(Referring expression pointing data)
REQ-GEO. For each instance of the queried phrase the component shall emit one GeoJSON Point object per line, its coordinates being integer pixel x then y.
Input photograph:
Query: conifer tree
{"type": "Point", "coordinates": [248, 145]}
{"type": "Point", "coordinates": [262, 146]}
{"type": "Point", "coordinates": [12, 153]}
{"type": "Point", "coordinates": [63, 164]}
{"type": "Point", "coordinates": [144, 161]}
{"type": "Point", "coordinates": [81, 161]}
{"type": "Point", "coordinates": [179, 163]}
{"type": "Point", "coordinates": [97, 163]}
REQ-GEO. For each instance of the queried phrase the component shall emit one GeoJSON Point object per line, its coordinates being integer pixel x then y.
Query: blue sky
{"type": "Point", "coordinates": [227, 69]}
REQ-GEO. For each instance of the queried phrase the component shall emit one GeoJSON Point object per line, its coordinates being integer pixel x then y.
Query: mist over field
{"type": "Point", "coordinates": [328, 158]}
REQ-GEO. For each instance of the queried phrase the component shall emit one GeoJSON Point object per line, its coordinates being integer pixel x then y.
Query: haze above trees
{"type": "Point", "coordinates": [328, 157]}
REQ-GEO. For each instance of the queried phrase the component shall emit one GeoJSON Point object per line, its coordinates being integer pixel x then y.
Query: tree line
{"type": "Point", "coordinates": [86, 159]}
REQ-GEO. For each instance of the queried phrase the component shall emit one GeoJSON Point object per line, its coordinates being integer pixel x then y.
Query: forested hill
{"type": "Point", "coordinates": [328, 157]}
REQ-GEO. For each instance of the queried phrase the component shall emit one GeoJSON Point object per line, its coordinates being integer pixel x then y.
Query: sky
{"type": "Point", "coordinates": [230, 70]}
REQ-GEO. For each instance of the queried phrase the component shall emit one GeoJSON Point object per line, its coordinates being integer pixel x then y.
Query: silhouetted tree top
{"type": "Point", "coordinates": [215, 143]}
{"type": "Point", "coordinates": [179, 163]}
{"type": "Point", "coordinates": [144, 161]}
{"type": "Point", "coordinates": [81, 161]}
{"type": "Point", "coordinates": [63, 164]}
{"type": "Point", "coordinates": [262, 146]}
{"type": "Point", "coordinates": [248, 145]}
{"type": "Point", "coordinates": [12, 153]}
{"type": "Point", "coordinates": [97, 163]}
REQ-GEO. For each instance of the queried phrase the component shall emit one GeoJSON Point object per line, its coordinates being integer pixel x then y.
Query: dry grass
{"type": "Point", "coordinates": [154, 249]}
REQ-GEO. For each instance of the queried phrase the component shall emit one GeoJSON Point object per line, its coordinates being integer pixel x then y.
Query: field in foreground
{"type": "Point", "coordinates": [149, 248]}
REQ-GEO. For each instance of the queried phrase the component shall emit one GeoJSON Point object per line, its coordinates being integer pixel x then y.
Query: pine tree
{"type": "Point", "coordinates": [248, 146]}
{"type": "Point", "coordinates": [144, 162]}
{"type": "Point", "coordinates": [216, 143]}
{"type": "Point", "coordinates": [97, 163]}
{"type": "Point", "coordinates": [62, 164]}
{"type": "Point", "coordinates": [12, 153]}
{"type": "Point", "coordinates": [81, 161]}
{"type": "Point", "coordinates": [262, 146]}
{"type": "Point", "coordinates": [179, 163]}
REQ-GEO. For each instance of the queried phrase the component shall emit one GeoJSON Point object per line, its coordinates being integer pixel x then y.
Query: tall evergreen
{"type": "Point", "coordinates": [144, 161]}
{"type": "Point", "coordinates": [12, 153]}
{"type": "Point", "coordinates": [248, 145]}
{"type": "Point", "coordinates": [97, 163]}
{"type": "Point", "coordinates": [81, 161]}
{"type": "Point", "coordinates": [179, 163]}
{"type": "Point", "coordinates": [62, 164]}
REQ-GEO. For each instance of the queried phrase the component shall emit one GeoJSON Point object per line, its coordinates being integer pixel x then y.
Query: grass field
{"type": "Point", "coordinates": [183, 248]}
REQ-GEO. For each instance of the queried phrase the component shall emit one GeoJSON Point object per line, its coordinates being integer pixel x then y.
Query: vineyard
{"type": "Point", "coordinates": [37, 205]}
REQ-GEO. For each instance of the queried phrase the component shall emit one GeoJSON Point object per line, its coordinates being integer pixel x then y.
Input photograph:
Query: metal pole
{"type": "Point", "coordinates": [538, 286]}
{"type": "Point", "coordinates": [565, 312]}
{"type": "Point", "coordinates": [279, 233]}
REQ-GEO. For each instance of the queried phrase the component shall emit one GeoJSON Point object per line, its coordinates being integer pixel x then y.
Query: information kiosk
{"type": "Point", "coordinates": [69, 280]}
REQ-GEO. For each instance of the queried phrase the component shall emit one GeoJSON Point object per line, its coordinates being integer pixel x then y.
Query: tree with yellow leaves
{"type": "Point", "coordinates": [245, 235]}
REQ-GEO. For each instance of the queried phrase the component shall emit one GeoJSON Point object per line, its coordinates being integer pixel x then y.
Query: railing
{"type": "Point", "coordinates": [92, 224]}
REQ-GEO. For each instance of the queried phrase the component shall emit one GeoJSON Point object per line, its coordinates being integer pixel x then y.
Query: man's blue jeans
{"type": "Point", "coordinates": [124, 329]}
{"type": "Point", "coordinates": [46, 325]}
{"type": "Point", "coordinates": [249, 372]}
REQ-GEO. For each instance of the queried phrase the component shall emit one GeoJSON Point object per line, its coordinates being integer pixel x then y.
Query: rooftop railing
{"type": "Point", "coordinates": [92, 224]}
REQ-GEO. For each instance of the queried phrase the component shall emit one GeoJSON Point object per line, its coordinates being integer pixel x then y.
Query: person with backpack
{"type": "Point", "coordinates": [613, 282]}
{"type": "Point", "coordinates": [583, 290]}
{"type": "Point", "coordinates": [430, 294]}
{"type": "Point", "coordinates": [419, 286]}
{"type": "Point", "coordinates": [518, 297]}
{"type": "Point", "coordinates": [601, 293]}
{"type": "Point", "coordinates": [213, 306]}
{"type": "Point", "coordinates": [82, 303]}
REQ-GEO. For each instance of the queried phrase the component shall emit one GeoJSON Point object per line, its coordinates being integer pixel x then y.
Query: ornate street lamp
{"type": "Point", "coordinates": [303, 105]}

● TO DO
All records above must be returned exactly as they appear.

● TASK RESPONSE
REQ-GEO. For each instance of the queried phrase the component shall emit one GeoJSON Point object per line, its coordinates being integer pixel x then y.
Input photograph:
Query: conifer tree
{"type": "Point", "coordinates": [248, 145]}
{"type": "Point", "coordinates": [262, 146]}
{"type": "Point", "coordinates": [12, 153]}
{"type": "Point", "coordinates": [63, 164]}
{"type": "Point", "coordinates": [144, 161]}
{"type": "Point", "coordinates": [81, 161]}
{"type": "Point", "coordinates": [179, 163]}
{"type": "Point", "coordinates": [97, 163]}
REQ-GEO. For each instance of the queried phrase the component shall emit one GeoJSON Point object per line, its coordinates being integer pixel x then y.
Query: blue sky
{"type": "Point", "coordinates": [227, 69]}
REQ-GEO. For each instance of the queried phrase the component shall emit one GeoJSON Point object per line, its coordinates being integer pixel x then y.
Query: mist over field
{"type": "Point", "coordinates": [328, 158]}
REQ-GEO. For each instance of the queried phrase the component shall emit one GeoJSON Point object per line, its coordinates being integer pixel x then y.
Query: haze above trees
{"type": "Point", "coordinates": [328, 157]}
REQ-GEO. For each instance of the queried phrase the component shall emit one GeoJSON Point object per line, its coordinates being integer pixel x then y.
Query: tree line
{"type": "Point", "coordinates": [86, 159]}
REQ-GEO. For each instance of the queried phrase the component shall emit one GeoJSON Point object per line, its coordinates being integer pixel x then y.
Query: forested hill
{"type": "Point", "coordinates": [328, 157]}
REQ-GEO. For each instance of the queried phrase the component shall emit one GeoJSON Point object per line, its coordinates being integer pixel x then y.
Query: sky
{"type": "Point", "coordinates": [230, 70]}
REQ-GEO. For each instance of the queried phrase the component shall emit one GeoJSON Point object per line, its coordinates being integer pixel x then y.
Query: silhouetted tree top
{"type": "Point", "coordinates": [215, 143]}
{"type": "Point", "coordinates": [179, 163]}
{"type": "Point", "coordinates": [144, 161]}
{"type": "Point", "coordinates": [81, 161]}
{"type": "Point", "coordinates": [63, 164]}
{"type": "Point", "coordinates": [262, 146]}
{"type": "Point", "coordinates": [248, 145]}
{"type": "Point", "coordinates": [12, 153]}
{"type": "Point", "coordinates": [97, 163]}
REQ-GEO. For each instance of the queried phrase the component shall emit one GeoJSON Point object per line, its coordinates being integer pixel x then y.
Query: dry grass
{"type": "Point", "coordinates": [154, 249]}
REQ-GEO. For each instance of the queried phrase the component shall emit one GeoJSON Point object per line, its coordinates being integer pixel x then y.
Query: field in foreground
{"type": "Point", "coordinates": [149, 248]}
REQ-GEO. For each instance of the queried phrase the component shall emit one GeoJSON Point object per line, its coordinates being integer pixel x then y.
Query: pine tree
{"type": "Point", "coordinates": [248, 146]}
{"type": "Point", "coordinates": [144, 162]}
{"type": "Point", "coordinates": [216, 143]}
{"type": "Point", "coordinates": [97, 163]}
{"type": "Point", "coordinates": [62, 164]}
{"type": "Point", "coordinates": [12, 153]}
{"type": "Point", "coordinates": [81, 161]}
{"type": "Point", "coordinates": [262, 146]}
{"type": "Point", "coordinates": [179, 163]}
REQ-GEO. For each instance of the queried phrase the component shall emit one GeoJSON Point object per line, its coordinates being integer pixel x then y.
Query: tall evergreen
{"type": "Point", "coordinates": [144, 161]}
{"type": "Point", "coordinates": [12, 153]}
{"type": "Point", "coordinates": [248, 145]}
{"type": "Point", "coordinates": [97, 163]}
{"type": "Point", "coordinates": [81, 161]}
{"type": "Point", "coordinates": [179, 163]}
{"type": "Point", "coordinates": [62, 164]}
REQ-GEO. For each instance of the queried phrase the component shall emit one GeoJSON Point object per line, its coordinates being integer pixel x then y.
Query: grass field
{"type": "Point", "coordinates": [183, 248]}
REQ-GEO. For each instance of the queried phrase the component shall emit one GeoJSON Point object per line, its coordinates being integer pixel x then y.
Query: vineyard
{"type": "Point", "coordinates": [37, 205]}
REQ-GEO. For each instance of the queried phrase the component shall emit one GeoJSON Point object per line, its coordinates being integer pixel x then y.
Input photograph:
Query: metal pole
{"type": "Point", "coordinates": [538, 286]}
{"type": "Point", "coordinates": [565, 312]}
{"type": "Point", "coordinates": [279, 233]}
REQ-GEO. For each instance of the queried phrase the component shall emit one GeoJSON Point object per line, its coordinates being integer pixel x then y.
Query: information kiosk
{"type": "Point", "coordinates": [69, 280]}
REQ-GEO. For each instance of the queried phrase the component shall emit one GeoJSON Point object per line, its coordinates being integer pixel x then y.
Query: tree with yellow leaves
{"type": "Point", "coordinates": [245, 235]}
REQ-GEO. For each instance of the queried phrase the component shall emit one GeoJSON Point object per line, its coordinates being integer pixel x then y.
Query: railing
{"type": "Point", "coordinates": [92, 224]}
REQ-GEO. For each instance of the queried phrase the component shall emit one GeoJSON Point object per line, its coordinates being integer pixel x then y.
Query: man's blue jeans
{"type": "Point", "coordinates": [124, 329]}
{"type": "Point", "coordinates": [46, 325]}
{"type": "Point", "coordinates": [249, 372]}
REQ-GEO. For each instance of the queried phrase the component shall emit one GeoJSON Point object per line, its coordinates being integer pixel x then y.
Query: rooftop railing
{"type": "Point", "coordinates": [92, 224]}
REQ-GEO. For each instance of the queried phrase the component shall emit one GeoJSON Point object per line, its coordinates being integer pixel x then y.
Query: person with backpack
{"type": "Point", "coordinates": [613, 282]}
{"type": "Point", "coordinates": [583, 290]}
{"type": "Point", "coordinates": [430, 294]}
{"type": "Point", "coordinates": [419, 286]}
{"type": "Point", "coordinates": [518, 297]}
{"type": "Point", "coordinates": [601, 293]}
{"type": "Point", "coordinates": [213, 306]}
{"type": "Point", "coordinates": [82, 303]}
REQ-GEO. For each instance of the queried phrase the component shall emit one GeoJSON Point object per line, its coordinates being integer pixel x then y.
Query: ornate street lamp
{"type": "Point", "coordinates": [303, 105]}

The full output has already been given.